Work item
Transcribe the listing that follows exactly, from its first line to its last.

Material provided
*** Block opens ***

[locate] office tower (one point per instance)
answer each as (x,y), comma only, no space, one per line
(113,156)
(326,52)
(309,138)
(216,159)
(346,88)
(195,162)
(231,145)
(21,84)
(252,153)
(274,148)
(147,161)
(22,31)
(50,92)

*** Block closes ***

Your response
[locate] office tower (one point per instance)
answer each as (x,y), comma only, no space, one per line
(113,156)
(326,52)
(309,138)
(216,159)
(346,88)
(195,162)
(231,145)
(21,84)
(252,153)
(274,148)
(147,161)
(22,31)
(50,92)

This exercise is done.